**Passage provided**:

Segment Open

SD County supervisor targets ‘punitive’ cost of inmate phone service, vows to seek reform
San Diego County Supervisor Nathan Fletcher this week turned a routine annual report submitted by Sheriff Bill Gore into a public statement against what he described as excessive telephone charges imposed on jail inmates and their families.
Fletcher, the only Democrat on the Board of Supervisors, said the fees the sheriff’s department charges are too high. He also pledged to work around his board colleagues and pursue change through the state legislature.
Fletcher cast the only no vote on the five-member board’s action to accept the sheriff’s annual report on what is called the Inmate Welfare Fund.
“Charging incarcerated folks 35 cents a minute for telephone calls is punitive,” Fletcher said. “It does not just hurt them; it impacts their family and loved ones. The fees for phone calls and other services puts a sizable economic burden on people who are already struggling.”
According to the sheriff’s yearly update on the inmate welfare fund, the program is critical to department efforts to care for thousands of inmates in county jail. Gore said the funds pay for educational, vocational and behavioral training to help inmates transition back to the local community.
“These types of programs are essential to decreasing the rate of recidivism, contributing to the successful reunification of families and having a direct impact on reducing future criminal behavior,” Gore said.
The sheriff’s department contracts with a private company in Texas called Securas Technologies to provide telephone service in its seven jail facilities. The company pays a portion of its revenue to the county.
Money from phone calls and sales in the jail commissaries pay for the inmate welfare fund.
In his comments Tuesday, Fletcher noted that county supervisors approved $36 million in spending for parks and waived fees for some businesses to mitigate the pandemic’s harmful effects. He said the board also should have taken steps to reduce costs charged to inmates and their families.

Segment Closed

**Questions on the material**:
1. Answer these questions from the article on inmate phone charges:
(a) What per-minute rate for telephone calls did Fletcher call punitive?
(b) What company provides telephone service in the sheriff's jail facilities, and in what state is it located?
(c) How much parks spending did county supervisors approve?
2. Print the part of the article on inmate phone charges that runs from "In his comments" up to and including "to inmates and their families.", word for word.

**Dataset content**:

Segment Open

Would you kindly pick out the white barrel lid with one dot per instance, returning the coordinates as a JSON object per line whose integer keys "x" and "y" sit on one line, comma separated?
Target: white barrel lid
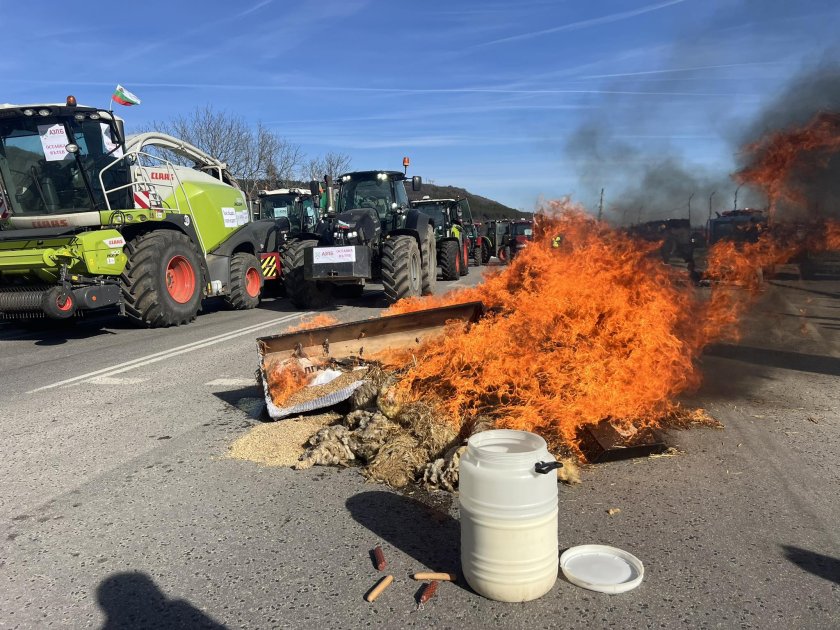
{"x": 602, "y": 568}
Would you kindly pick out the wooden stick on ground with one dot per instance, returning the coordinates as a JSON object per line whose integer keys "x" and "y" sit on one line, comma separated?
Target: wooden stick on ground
{"x": 443, "y": 577}
{"x": 381, "y": 585}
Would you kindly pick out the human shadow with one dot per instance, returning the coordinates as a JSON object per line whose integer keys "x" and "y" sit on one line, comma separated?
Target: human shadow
{"x": 425, "y": 532}
{"x": 132, "y": 600}
{"x": 765, "y": 357}
{"x": 822, "y": 566}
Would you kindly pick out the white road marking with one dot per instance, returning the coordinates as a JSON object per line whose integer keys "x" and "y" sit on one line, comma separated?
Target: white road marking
{"x": 231, "y": 382}
{"x": 110, "y": 380}
{"x": 119, "y": 368}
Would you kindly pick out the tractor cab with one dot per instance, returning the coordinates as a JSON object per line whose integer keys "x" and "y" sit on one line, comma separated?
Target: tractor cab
{"x": 296, "y": 205}
{"x": 57, "y": 165}
{"x": 740, "y": 226}
{"x": 380, "y": 195}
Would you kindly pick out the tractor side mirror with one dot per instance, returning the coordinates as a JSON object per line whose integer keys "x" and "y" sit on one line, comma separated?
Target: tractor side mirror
{"x": 120, "y": 128}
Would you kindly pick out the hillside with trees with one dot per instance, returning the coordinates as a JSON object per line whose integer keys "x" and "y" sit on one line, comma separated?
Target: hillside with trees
{"x": 259, "y": 158}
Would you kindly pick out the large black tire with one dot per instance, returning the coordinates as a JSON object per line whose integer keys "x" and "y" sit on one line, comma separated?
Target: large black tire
{"x": 429, "y": 264}
{"x": 303, "y": 293}
{"x": 450, "y": 260}
{"x": 245, "y": 282}
{"x": 401, "y": 268}
{"x": 162, "y": 280}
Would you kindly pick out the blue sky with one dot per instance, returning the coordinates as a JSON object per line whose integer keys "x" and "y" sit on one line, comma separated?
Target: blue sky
{"x": 484, "y": 95}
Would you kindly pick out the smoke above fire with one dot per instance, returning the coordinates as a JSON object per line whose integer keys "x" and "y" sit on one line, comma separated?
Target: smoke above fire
{"x": 646, "y": 178}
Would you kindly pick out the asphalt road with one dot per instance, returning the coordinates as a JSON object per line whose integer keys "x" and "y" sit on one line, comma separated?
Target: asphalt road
{"x": 117, "y": 508}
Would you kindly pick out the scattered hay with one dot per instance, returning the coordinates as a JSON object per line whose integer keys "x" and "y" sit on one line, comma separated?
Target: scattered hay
{"x": 398, "y": 462}
{"x": 279, "y": 443}
{"x": 443, "y": 472}
{"x": 432, "y": 431}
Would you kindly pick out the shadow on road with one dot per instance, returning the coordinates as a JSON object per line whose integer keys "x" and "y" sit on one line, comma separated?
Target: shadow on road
{"x": 822, "y": 566}
{"x": 793, "y": 287}
{"x": 764, "y": 357}
{"x": 426, "y": 533}
{"x": 133, "y": 600}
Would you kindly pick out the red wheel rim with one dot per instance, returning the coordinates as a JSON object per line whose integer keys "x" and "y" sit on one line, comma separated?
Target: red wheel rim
{"x": 180, "y": 279}
{"x": 252, "y": 282}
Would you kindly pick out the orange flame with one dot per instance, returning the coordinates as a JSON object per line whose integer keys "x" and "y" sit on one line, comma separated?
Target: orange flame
{"x": 284, "y": 378}
{"x": 590, "y": 328}
{"x": 322, "y": 319}
{"x": 777, "y": 156}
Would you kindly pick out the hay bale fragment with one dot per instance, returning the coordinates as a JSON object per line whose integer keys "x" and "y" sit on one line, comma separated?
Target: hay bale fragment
{"x": 367, "y": 440}
{"x": 329, "y": 447}
{"x": 433, "y": 432}
{"x": 398, "y": 462}
{"x": 388, "y": 402}
{"x": 443, "y": 473}
{"x": 357, "y": 418}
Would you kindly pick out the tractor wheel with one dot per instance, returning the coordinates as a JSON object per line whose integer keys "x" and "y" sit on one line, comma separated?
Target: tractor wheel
{"x": 303, "y": 293}
{"x": 161, "y": 282}
{"x": 450, "y": 260}
{"x": 429, "y": 264}
{"x": 485, "y": 252}
{"x": 401, "y": 268}
{"x": 465, "y": 257}
{"x": 245, "y": 282}
{"x": 478, "y": 258}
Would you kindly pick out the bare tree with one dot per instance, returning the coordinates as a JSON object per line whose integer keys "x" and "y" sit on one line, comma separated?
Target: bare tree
{"x": 257, "y": 157}
{"x": 332, "y": 164}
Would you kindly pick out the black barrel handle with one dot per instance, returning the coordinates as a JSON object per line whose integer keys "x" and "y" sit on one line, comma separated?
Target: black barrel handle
{"x": 544, "y": 468}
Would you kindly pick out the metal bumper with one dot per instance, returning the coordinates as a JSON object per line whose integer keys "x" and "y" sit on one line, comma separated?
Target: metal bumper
{"x": 337, "y": 264}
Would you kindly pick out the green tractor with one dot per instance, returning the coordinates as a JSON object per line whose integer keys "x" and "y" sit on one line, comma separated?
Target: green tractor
{"x": 508, "y": 237}
{"x": 454, "y": 230}
{"x": 290, "y": 212}
{"x": 368, "y": 232}
{"x": 92, "y": 219}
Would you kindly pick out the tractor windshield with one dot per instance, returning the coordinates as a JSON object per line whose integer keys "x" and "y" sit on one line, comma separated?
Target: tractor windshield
{"x": 521, "y": 229}
{"x": 42, "y": 177}
{"x": 276, "y": 206}
{"x": 375, "y": 192}
{"x": 436, "y": 211}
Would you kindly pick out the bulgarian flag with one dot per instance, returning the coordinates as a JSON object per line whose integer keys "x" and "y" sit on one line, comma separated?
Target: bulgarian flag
{"x": 124, "y": 97}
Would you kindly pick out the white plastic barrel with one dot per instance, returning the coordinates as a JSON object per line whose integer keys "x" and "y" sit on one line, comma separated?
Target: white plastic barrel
{"x": 509, "y": 549}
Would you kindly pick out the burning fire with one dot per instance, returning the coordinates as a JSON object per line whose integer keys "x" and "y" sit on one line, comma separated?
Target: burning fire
{"x": 778, "y": 156}
{"x": 595, "y": 328}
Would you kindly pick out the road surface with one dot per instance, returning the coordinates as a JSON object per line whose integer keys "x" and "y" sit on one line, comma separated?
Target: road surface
{"x": 117, "y": 508}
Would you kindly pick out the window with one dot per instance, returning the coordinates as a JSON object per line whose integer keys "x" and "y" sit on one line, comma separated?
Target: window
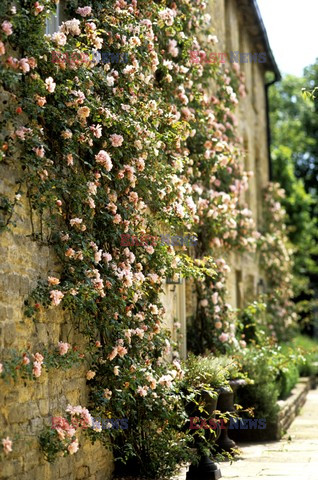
{"x": 54, "y": 21}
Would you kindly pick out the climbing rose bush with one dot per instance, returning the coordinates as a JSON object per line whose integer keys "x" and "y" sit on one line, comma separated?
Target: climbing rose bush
{"x": 137, "y": 147}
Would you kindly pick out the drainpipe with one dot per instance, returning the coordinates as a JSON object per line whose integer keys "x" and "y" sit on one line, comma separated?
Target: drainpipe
{"x": 267, "y": 85}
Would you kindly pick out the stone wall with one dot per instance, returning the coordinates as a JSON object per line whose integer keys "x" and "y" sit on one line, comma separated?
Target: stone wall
{"x": 25, "y": 407}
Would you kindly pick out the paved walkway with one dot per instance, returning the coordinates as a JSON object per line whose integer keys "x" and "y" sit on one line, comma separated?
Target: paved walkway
{"x": 293, "y": 458}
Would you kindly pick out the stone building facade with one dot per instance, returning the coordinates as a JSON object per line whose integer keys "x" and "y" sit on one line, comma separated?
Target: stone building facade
{"x": 27, "y": 406}
{"x": 240, "y": 30}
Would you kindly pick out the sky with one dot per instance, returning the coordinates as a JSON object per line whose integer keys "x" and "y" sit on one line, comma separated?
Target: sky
{"x": 292, "y": 30}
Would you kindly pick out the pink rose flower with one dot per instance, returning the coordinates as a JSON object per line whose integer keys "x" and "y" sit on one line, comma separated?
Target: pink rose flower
{"x": 25, "y": 359}
{"x": 56, "y": 296}
{"x": 7, "y": 27}
{"x": 50, "y": 85}
{"x": 38, "y": 8}
{"x": 24, "y": 65}
{"x": 215, "y": 297}
{"x": 107, "y": 393}
{"x": 143, "y": 391}
{"x": 116, "y": 140}
{"x": 38, "y": 357}
{"x": 73, "y": 447}
{"x": 7, "y": 445}
{"x": 90, "y": 374}
{"x": 2, "y": 48}
{"x": 41, "y": 101}
{"x": 104, "y": 159}
{"x": 121, "y": 351}
{"x": 113, "y": 354}
{"x": 224, "y": 337}
{"x": 37, "y": 369}
{"x": 84, "y": 11}
{"x": 39, "y": 151}
{"x": 63, "y": 348}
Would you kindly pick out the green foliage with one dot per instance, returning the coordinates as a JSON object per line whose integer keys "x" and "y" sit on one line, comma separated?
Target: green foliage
{"x": 295, "y": 166}
{"x": 209, "y": 371}
{"x": 252, "y": 323}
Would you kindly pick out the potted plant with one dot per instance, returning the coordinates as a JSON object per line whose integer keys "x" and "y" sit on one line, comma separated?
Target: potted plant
{"x": 202, "y": 380}
{"x": 225, "y": 404}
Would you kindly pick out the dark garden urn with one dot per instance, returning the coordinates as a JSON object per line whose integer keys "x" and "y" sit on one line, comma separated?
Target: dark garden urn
{"x": 206, "y": 469}
{"x": 226, "y": 404}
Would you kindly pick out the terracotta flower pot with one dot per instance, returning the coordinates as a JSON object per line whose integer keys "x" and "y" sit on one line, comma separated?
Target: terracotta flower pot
{"x": 206, "y": 469}
{"x": 226, "y": 404}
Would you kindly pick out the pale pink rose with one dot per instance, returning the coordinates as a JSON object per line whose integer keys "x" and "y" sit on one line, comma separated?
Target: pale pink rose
{"x": 63, "y": 348}
{"x": 37, "y": 369}
{"x": 97, "y": 130}
{"x": 25, "y": 359}
{"x": 83, "y": 113}
{"x": 143, "y": 391}
{"x": 70, "y": 252}
{"x": 2, "y": 48}
{"x": 76, "y": 221}
{"x": 39, "y": 151}
{"x": 38, "y": 357}
{"x": 107, "y": 257}
{"x": 107, "y": 393}
{"x": 84, "y": 11}
{"x": 153, "y": 384}
{"x": 117, "y": 219}
{"x": 153, "y": 309}
{"x": 121, "y": 351}
{"x": 116, "y": 140}
{"x": 60, "y": 39}
{"x": 7, "y": 27}
{"x": 113, "y": 354}
{"x": 24, "y": 65}
{"x": 7, "y": 445}
{"x": 38, "y": 8}
{"x": 69, "y": 159}
{"x": 90, "y": 374}
{"x": 215, "y": 298}
{"x": 41, "y": 101}
{"x": 98, "y": 256}
{"x": 56, "y": 296}
{"x": 71, "y": 27}
{"x": 50, "y": 85}
{"x": 172, "y": 48}
{"x": 224, "y": 337}
{"x": 104, "y": 159}
{"x": 73, "y": 447}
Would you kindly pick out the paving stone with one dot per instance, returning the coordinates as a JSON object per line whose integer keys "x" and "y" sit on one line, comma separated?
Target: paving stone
{"x": 292, "y": 458}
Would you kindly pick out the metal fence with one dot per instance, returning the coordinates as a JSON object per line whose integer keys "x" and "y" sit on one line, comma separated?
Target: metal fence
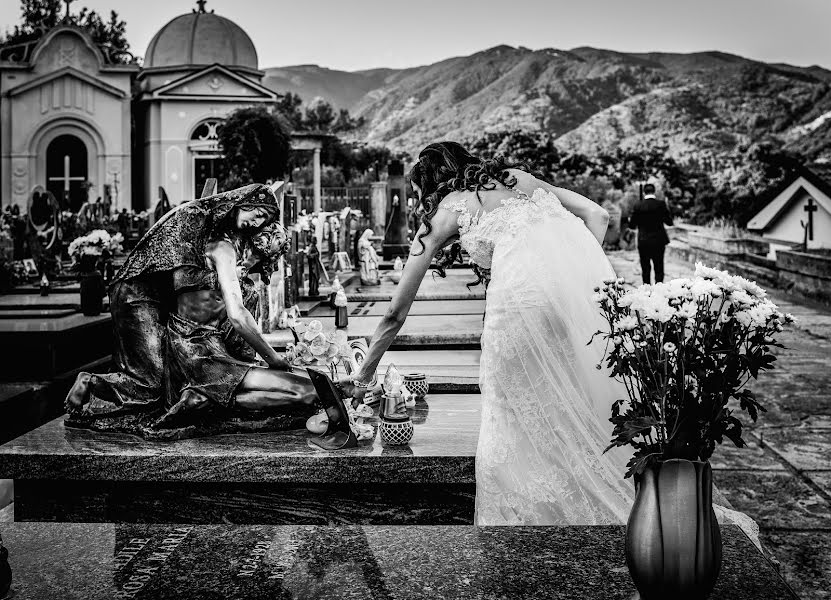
{"x": 336, "y": 199}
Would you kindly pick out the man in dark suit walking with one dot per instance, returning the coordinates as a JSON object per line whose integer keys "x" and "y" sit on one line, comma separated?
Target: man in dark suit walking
{"x": 649, "y": 216}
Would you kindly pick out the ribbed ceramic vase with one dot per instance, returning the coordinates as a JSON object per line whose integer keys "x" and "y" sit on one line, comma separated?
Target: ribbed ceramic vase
{"x": 673, "y": 542}
{"x": 416, "y": 384}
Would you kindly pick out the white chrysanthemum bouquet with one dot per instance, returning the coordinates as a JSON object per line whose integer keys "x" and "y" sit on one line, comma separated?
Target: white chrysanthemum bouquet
{"x": 684, "y": 349}
{"x": 95, "y": 242}
{"x": 315, "y": 348}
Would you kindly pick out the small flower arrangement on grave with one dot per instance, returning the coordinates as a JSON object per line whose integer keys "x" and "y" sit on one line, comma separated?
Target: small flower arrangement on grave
{"x": 316, "y": 348}
{"x": 685, "y": 351}
{"x": 95, "y": 243}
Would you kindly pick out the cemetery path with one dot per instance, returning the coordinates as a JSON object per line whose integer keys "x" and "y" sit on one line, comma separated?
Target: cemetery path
{"x": 783, "y": 479}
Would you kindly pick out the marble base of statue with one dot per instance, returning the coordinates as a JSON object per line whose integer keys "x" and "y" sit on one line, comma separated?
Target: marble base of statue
{"x": 215, "y": 423}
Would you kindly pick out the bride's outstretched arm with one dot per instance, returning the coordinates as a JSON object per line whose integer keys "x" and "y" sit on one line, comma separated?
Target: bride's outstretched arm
{"x": 445, "y": 227}
{"x": 593, "y": 215}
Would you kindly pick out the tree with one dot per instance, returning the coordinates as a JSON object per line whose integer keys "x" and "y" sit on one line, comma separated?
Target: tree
{"x": 39, "y": 16}
{"x": 255, "y": 147}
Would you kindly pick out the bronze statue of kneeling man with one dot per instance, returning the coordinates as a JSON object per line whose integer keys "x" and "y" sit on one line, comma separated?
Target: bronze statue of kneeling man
{"x": 212, "y": 379}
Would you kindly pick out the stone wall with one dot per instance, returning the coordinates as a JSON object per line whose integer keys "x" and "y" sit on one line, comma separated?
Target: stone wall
{"x": 805, "y": 274}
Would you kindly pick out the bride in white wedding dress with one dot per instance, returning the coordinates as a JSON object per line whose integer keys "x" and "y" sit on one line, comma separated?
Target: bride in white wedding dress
{"x": 545, "y": 406}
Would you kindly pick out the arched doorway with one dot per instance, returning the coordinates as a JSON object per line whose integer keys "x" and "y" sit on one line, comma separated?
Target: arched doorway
{"x": 67, "y": 171}
{"x": 207, "y": 157}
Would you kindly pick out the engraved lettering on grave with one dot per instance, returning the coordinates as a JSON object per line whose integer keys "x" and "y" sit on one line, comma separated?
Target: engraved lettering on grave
{"x": 142, "y": 573}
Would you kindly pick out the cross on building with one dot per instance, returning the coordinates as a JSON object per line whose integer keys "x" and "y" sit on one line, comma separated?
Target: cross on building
{"x": 810, "y": 208}
{"x": 66, "y": 177}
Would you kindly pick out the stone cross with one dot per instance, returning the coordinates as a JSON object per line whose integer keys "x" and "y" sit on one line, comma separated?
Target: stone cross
{"x": 810, "y": 208}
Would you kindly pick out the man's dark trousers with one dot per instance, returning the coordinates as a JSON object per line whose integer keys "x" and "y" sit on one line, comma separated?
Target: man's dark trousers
{"x": 652, "y": 254}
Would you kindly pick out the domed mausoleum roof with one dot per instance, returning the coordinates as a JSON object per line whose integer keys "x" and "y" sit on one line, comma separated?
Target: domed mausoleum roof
{"x": 201, "y": 38}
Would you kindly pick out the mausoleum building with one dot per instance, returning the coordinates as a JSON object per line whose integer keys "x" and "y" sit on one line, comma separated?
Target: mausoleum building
{"x": 71, "y": 119}
{"x": 65, "y": 120}
{"x": 800, "y": 212}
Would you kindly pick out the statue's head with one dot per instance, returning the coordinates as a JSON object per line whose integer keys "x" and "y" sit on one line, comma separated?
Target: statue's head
{"x": 250, "y": 217}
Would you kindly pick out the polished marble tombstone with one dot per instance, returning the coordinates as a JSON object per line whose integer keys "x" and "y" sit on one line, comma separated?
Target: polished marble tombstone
{"x": 66, "y": 474}
{"x": 92, "y": 561}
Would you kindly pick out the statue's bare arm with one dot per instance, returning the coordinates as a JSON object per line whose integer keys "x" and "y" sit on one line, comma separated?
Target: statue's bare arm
{"x": 593, "y": 215}
{"x": 224, "y": 258}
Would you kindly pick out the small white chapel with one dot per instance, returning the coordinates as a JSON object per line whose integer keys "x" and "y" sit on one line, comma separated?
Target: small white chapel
{"x": 800, "y": 212}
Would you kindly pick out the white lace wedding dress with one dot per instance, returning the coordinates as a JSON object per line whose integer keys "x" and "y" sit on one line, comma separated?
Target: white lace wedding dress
{"x": 545, "y": 406}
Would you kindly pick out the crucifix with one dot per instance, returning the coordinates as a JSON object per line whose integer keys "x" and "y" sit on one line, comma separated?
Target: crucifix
{"x": 66, "y": 177}
{"x": 810, "y": 208}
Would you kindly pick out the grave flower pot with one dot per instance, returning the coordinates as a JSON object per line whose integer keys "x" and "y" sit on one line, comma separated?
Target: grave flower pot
{"x": 673, "y": 541}
{"x": 92, "y": 285}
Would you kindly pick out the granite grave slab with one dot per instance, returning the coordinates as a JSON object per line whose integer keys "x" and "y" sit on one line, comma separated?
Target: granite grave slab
{"x": 78, "y": 475}
{"x": 91, "y": 561}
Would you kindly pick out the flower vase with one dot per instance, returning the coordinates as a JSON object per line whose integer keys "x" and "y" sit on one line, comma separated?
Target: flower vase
{"x": 673, "y": 541}
{"x": 341, "y": 317}
{"x": 416, "y": 384}
{"x": 92, "y": 286}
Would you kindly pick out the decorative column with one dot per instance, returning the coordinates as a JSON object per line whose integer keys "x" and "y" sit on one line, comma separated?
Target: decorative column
{"x": 396, "y": 238}
{"x": 318, "y": 202}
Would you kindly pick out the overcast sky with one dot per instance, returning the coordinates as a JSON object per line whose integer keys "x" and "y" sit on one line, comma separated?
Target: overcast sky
{"x": 362, "y": 34}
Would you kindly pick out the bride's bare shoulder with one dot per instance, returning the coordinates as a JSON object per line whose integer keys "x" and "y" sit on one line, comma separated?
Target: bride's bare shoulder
{"x": 454, "y": 200}
{"x": 524, "y": 179}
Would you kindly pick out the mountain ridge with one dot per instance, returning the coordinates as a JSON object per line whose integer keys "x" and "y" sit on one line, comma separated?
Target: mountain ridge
{"x": 700, "y": 106}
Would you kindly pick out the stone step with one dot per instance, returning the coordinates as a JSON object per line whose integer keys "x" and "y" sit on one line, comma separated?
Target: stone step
{"x": 105, "y": 560}
{"x": 24, "y": 406}
{"x": 38, "y": 349}
{"x": 77, "y": 475}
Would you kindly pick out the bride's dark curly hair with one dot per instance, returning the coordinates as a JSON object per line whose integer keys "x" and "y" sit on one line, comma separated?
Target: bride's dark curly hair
{"x": 446, "y": 167}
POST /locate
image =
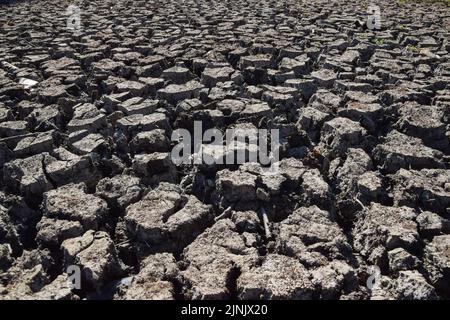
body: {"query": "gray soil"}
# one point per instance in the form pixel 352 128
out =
pixel 86 175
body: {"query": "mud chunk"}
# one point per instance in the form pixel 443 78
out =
pixel 68 167
pixel 211 76
pixel 424 122
pixel 26 176
pixel 340 134
pixel 93 142
pixel 437 262
pixel 402 151
pixel 95 254
pixel 154 280
pixel 427 188
pixel 13 128
pixel 236 186
pixel 52 232
pixel 278 277
pixel 71 202
pixel 174 93
pixel 431 224
pixel 312 236
pixel 335 279
pixel 165 221
pixel 42 142
pixel 155 167
pixel 400 259
pixel 214 260
pixel 138 122
pixel 381 228
pixel 150 141
pixel 119 191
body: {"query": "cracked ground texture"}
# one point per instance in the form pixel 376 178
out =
pixel 85 139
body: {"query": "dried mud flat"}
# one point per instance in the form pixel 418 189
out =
pixel 87 180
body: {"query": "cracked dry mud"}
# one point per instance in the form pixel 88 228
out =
pixel 87 177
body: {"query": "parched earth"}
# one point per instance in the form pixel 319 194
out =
pixel 87 179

Segment Closed

**Answers for the exercise**:
1.
(a) 35 cents a minute
(b) Securas Technologies, in Texas
(c) $36 million

2.
In his comments Tuesday, Fletcher noted that county supervisors approved $36 million in spending for parks and waived fees for some businesses to mitigate the pandemic’s harmful effects. He said the board also should have taken steps to reduce costs charged to inmates and their families.